Start of Document text

Cambodia 2023: ‘Quah quartet’ powers to inaugural mixed medley gold
Quah Ting Wen, Quah Jing Wen and Quah Zheng Wen teamed up with SEA Games debutant Nicholas Mahabir for a special win in the mixed medley relay. Photo: SNOC/Andy Chua
By May Chen
As Singapore’s most well known siblings in the pool, the Quahs have more than 100 SEA Games medals among them. Many of those would have come with national and meet records attached.
Still, it is likely none will be as meaningful as the one they won together on Tuesday (9 May) at the Morodok Techo National Aquatics Center.
Quah Ting Wen, Quah Zheng Wen and Quah Jing Wen teamed up with Nicholas Mahabir to win the mixed 4x100m medley relay in 3min 51.72sec. They finished ahead of their closest competitor from the Philippines (3:57.01) by more than five seconds. Thailand was third in 3:58.18.
Despite having been at countless meets and competitions, this was the first time the Quahs raced together.

End of Document text
Start of Supplied information

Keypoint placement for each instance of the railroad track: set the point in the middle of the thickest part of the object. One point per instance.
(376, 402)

End of Supplied information

**What you will do:** Repeat the passage of the swimming article between "Cambodia 2023: ‘Quah" and "third in 3:58.18.", inclusive, with no changes. The listing stands apart from the swimming article and is separate material.

**Output of the exercise:**
Cambodia 2023: ‘Quah quartet’ powers to inaugural mixed medley gold
Quah Ting Wen, Quah Jing Wen and Quah Zheng Wen teamed up with SEA Games debutant Nicholas Mahabir for a special win in the mixed medley relay. Photo: SNOC/Andy Chua
By May Chen
As Singapore’s most well known siblings in the pool, the Quahs have more than 100 SEA Games medals among them. Many of those would have come with national and meet records attached.
Still, it is likely none will be as meaningful as the one they won together on Tuesday (9 May) at the Morodok Techo National Aquatics Center.
Quah Ting Wen, Quah Zheng Wen and Quah Jing Wen teamed up with Nicholas Mahabir to win the mixed 4x100m medley relay in 3min 51.72sec. They finished ahead of their closest competitor from the Philippines (3:57.01) by more than five seconds. Thailand was third in 3:58.18.